(CONSIGNE 1):
Répondez à ces questions sur le texte consacré à l'enrôlement :
(a) Qu'est-ce qui a induit l'insuffisance du temps imparti ?
(b) Pour quelles populations le manque de moyens est-il surtout signalé ?
(c) Où le Gouvernement a-t-il placé une équipe pour l'actualisation de la liste électorale ?
(CONSIGNE 2): Recopiez sans changement le passage du texte sur l'enrôlement qui commence par « Enfin la communication » et se termine par « la liste électorale. ».
(CONSIGNE 3): Reprenez le texte sur l'enrôlement après sa dernière phrase et poursuivez-le.

(TEXTE À LIRE):
Enfin la communication sur les sites d’enrôlement n’a pas été suffisante car jusqu’aujourd’hui, plusieurs continuent de nous demander où se rendre.
Vous décrivez certaines failles dans lesdits processus. Quelles sont celles que vous avez pu identifier ?
Les failles sont nombreuses. Outre le manque d’anticipation dans l’organisation des deux opérations d’enrôlement qui a induit l’insuffisance du temps imparti, surtout pour l’actualisation de la liste électorale, nous notons l’insuffisance des centres d’enrôlement pour la CNI et la communication insuffisante sur les sites pour l’actualisation de la liste électorale.
Vous qui êtes sur le terrain, quelles sont les inquiétudes des populations en rapport avec ces processus?
Tout ce dont nous avons parlé dans la précédente réponse sont des sources d’inquiétude mais nous insistons sur les points suivants :
Par rapport au renouvellement des CNI, outre le manque de moyens surtout pour les populations du milieu rural, les populations s’inquiètent de ne pas pouvoir se faire enrôler à cause de l’insuffisance des sites d’enrôlement. Nous sommes surpris de voir que pour l’actualisation de la liste électorale, le Gouvernement ait trouvé les moyens de mettre une équipe dans chaque village et en milieu urbain dans presque toutes les écoles, mais que pour la CNI, on n’ait pas pris les mêmes dispositions.

(DONNÉES AFFICHÉES):
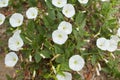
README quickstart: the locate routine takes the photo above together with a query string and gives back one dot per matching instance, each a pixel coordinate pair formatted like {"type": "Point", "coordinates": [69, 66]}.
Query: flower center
{"type": "Point", "coordinates": [18, 21]}
{"type": "Point", "coordinates": [66, 11]}
{"type": "Point", "coordinates": [14, 59]}
{"type": "Point", "coordinates": [33, 14]}
{"type": "Point", "coordinates": [60, 36]}
{"type": "Point", "coordinates": [75, 62]}
{"type": "Point", "coordinates": [59, 2]}
{"type": "Point", "coordinates": [64, 27]}
{"type": "Point", "coordinates": [0, 20]}
{"type": "Point", "coordinates": [17, 43]}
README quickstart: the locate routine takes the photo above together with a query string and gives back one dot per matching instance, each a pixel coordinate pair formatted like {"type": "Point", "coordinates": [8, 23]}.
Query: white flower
{"type": "Point", "coordinates": [11, 59]}
{"type": "Point", "coordinates": [104, 0]}
{"type": "Point", "coordinates": [15, 42]}
{"type": "Point", "coordinates": [32, 13]}
{"type": "Point", "coordinates": [115, 38]}
{"type": "Point", "coordinates": [65, 26]}
{"type": "Point", "coordinates": [2, 19]}
{"type": "Point", "coordinates": [112, 45]}
{"type": "Point", "coordinates": [59, 36]}
{"type": "Point", "coordinates": [118, 32]}
{"type": "Point", "coordinates": [59, 3]}
{"type": "Point", "coordinates": [76, 63]}
{"type": "Point", "coordinates": [83, 1]}
{"type": "Point", "coordinates": [102, 43]}
{"type": "Point", "coordinates": [64, 76]}
{"type": "Point", "coordinates": [3, 3]}
{"type": "Point", "coordinates": [16, 20]}
{"type": "Point", "coordinates": [68, 10]}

(RÉPONSE 1):
(a) Le manque d'anticipation dans l'organisation des deux opérations d'enrôlement.
(b) Les populations du milieu rural.
(c) Dans chaque village et, en milieu urbain, dans presque toutes les écoles.

(RÉPONSE 2):
Enfin la communication sur les sites d’enrôlement n’a pas été suffisante car jusqu’aujourd’hui, plusieurs continuent de nous demander où se rendre.
Vous décrivez certaines failles dans lesdits processus. Quelles sont celles que vous avez pu identifier ?
Les failles sont nombreuses. Outre le manque d’anticipation dans l’organisation des deux opérations d’enrôlement qui a induit l’insuffisance du temps imparti, surtout pour l’actualisation de la liste électorale, nous notons l’insuffisance des centres d’enrôlement pour la CNI et la communication insuffisante sur les sites pour l’actualisation de la liste électorale.

(RÉPONSE 3):
Par rapport à l’actualisation de la liste électorale, ce sont les nouveaux majeurs qui sont les plus inquiets à cause du temps imparti qui est trop court pour que la majorité puissent avoir ses papiers à temps.
Enfin d’une façon générale, les inquiétudes des populations portent sur la crainte d’une autre crise pré ou postélectorale, vu que les conditions d’une élection crédible et apaisée ne sont pas réunies.
Selon vous, faut-il craindre que ce processus soit biaisé?
Le processus est biaisé depuis le début. Lorsque le dialogue politique est en panne et que le dialogue inclusif que nous demandons depuis toujours pour une côte d’ivoire réconciliée n’existe pas, le processus ne connaîtra jamais un succès. On ne peut réussir une telle opération s’il n’y a pas d’entente et de consensus entre nous ivoiriens. Alors que pour s’entendre il faut s’asseoir pour discuter.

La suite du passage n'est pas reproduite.